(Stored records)
______________________________
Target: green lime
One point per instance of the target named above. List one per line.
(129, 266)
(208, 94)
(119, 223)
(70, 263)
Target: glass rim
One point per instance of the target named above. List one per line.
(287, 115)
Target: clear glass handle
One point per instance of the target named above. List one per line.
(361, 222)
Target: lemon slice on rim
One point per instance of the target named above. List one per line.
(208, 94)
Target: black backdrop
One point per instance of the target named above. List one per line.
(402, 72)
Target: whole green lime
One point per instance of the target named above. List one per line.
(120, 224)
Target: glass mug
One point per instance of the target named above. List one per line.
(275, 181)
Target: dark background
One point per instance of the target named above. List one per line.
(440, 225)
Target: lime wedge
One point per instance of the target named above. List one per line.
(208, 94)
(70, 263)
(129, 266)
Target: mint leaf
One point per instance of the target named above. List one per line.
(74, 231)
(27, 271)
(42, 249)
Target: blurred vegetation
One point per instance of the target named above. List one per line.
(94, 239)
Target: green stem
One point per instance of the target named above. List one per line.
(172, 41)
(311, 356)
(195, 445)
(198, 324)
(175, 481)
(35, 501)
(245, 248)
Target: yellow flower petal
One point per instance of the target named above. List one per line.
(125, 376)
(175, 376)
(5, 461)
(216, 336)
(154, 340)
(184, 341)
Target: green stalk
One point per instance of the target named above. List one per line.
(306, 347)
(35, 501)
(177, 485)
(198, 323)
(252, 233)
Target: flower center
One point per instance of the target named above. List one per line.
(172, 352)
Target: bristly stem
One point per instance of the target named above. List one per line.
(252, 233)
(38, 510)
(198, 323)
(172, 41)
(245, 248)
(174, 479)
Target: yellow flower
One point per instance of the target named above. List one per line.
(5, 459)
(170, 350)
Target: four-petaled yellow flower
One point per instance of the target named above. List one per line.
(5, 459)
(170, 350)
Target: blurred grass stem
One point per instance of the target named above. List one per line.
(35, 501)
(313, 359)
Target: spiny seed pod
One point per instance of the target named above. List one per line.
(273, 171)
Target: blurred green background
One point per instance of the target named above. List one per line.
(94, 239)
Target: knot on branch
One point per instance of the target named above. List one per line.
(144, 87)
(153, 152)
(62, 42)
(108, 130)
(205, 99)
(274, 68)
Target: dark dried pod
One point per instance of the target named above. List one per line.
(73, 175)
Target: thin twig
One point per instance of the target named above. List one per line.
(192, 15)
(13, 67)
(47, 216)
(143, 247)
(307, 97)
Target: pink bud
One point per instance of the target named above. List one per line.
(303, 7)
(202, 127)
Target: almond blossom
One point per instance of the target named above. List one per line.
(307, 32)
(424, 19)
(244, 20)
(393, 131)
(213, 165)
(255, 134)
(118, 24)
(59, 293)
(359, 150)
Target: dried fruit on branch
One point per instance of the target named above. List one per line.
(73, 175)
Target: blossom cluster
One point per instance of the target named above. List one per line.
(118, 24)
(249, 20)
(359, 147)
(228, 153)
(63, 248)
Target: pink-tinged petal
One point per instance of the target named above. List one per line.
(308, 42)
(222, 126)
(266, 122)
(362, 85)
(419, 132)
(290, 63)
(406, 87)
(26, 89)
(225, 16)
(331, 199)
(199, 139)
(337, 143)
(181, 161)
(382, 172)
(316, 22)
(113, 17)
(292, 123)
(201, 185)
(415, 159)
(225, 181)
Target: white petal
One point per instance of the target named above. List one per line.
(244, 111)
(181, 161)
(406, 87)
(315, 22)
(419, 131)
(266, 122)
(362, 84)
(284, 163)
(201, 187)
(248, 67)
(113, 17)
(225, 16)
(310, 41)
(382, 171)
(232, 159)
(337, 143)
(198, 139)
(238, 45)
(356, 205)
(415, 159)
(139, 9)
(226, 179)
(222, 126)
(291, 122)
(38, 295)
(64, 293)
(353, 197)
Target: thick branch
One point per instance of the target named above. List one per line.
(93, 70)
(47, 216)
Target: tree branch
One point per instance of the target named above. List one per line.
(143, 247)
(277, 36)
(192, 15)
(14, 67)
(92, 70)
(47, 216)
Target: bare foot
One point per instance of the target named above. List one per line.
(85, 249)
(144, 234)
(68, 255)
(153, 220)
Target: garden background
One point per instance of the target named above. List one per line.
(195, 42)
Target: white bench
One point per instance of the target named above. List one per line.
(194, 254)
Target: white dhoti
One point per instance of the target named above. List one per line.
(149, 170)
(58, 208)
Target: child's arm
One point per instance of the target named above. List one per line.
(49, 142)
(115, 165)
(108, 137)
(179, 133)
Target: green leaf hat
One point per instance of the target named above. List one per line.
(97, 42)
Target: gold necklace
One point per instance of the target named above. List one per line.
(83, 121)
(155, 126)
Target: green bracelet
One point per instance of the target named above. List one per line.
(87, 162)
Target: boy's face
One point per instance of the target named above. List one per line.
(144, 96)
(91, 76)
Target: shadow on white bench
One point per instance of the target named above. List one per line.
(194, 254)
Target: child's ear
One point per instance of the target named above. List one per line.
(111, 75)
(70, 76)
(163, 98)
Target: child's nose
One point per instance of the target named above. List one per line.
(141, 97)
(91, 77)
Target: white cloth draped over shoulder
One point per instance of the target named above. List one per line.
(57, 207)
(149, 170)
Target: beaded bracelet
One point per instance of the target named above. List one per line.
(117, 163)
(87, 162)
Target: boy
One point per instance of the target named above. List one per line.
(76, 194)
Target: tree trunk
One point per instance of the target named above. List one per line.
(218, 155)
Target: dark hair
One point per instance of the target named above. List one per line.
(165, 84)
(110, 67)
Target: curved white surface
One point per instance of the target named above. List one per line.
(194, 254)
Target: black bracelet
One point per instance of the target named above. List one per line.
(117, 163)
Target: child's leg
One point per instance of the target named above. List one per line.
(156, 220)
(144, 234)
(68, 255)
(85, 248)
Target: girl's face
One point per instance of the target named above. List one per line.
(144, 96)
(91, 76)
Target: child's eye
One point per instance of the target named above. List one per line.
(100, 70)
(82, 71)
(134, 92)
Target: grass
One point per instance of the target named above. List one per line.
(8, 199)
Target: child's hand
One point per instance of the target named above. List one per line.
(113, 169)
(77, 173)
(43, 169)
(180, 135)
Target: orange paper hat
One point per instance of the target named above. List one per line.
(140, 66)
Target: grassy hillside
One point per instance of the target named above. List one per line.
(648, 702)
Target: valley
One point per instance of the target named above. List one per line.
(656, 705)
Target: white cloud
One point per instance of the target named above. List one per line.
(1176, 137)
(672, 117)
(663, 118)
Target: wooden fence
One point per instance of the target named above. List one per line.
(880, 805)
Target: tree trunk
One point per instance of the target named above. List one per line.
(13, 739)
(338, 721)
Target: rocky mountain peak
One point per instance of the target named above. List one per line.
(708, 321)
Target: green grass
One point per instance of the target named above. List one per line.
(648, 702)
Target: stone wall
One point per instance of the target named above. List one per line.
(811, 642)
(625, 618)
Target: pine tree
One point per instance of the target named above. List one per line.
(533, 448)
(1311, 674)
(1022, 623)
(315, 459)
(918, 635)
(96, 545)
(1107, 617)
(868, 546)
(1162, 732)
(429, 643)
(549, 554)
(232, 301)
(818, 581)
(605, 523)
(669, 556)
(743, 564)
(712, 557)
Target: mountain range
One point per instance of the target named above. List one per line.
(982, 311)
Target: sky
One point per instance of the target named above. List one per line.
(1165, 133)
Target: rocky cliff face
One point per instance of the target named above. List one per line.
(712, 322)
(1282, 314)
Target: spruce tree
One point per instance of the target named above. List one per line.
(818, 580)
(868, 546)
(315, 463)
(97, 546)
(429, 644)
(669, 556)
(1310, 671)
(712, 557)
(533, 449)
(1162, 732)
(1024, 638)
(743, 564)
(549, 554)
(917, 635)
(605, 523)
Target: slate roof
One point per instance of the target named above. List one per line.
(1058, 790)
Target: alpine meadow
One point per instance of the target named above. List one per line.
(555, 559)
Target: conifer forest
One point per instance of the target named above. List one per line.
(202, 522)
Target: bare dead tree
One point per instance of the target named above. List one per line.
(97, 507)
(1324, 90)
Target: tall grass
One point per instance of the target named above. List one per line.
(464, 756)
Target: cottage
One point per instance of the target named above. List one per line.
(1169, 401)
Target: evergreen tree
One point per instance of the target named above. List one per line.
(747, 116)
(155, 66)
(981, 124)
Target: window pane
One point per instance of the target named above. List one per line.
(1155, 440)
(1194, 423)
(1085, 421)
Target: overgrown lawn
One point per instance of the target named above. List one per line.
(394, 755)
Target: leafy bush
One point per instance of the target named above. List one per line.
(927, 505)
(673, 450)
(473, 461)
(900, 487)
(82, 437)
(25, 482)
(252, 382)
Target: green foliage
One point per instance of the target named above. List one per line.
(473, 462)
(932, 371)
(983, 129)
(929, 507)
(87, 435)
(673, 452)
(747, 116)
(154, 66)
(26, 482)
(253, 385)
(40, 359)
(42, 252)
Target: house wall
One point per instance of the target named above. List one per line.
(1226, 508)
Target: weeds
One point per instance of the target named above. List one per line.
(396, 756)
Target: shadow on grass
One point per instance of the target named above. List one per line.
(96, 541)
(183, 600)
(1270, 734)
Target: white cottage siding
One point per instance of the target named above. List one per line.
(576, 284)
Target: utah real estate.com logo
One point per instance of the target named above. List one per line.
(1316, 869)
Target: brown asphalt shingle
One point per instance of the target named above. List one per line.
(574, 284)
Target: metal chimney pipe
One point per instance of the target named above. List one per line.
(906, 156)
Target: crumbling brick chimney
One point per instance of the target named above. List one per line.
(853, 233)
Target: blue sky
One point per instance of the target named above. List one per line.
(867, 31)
______________________________
▶ Goal of the exercise
In the listing above, find the line containing "Target: evergreen tree" and please quote exactly that line through the last one, and no other lines.

▶ Output for this task
Target: evergreen tree
One point per instance of the target named above. List one per line.
(747, 116)
(155, 66)
(981, 124)
Target: window pane
One point per instance of the target named above. List one per line.
(1155, 440)
(1194, 423)
(1085, 421)
Target: overgrown lawn
One point per instance of the target named above. List one per line.
(394, 755)
Target: leafy bush
One point per instance of the target named above. List one per line.
(927, 505)
(673, 450)
(473, 461)
(900, 487)
(82, 437)
(25, 482)
(252, 382)
Target: green foliage
One point per instance of the target named above. List one per line.
(473, 462)
(932, 371)
(983, 129)
(929, 507)
(87, 435)
(673, 452)
(747, 116)
(154, 66)
(26, 482)
(253, 385)
(40, 359)
(42, 252)
Target: house wall
One point per instance of the target named above. List one per line.
(1226, 508)
Target: weeds
One point per instance of the target named above. List one per line.
(396, 756)
Target: shadow on grass
One point per instance of the target named above. List one per line.
(96, 541)
(183, 600)
(1270, 734)
Target: white cottage siding
One point per instance of the target named above. List one per line.
(576, 284)
Target: utah real estate.com logo
One point per instance of the target named above. List one per line.
(1316, 869)
Target: brown asphalt shingle
One point per instance of the target named above. List one per line.
(574, 284)
Target: metal chimney pipe
One point per instance of the target named above. List one per line.
(906, 156)
Target: crumbling brick chimney
One point per instance of the target named above. List one per line.
(853, 233)
Target: blue sky
One point per instance of the target named above. List one per line.
(867, 31)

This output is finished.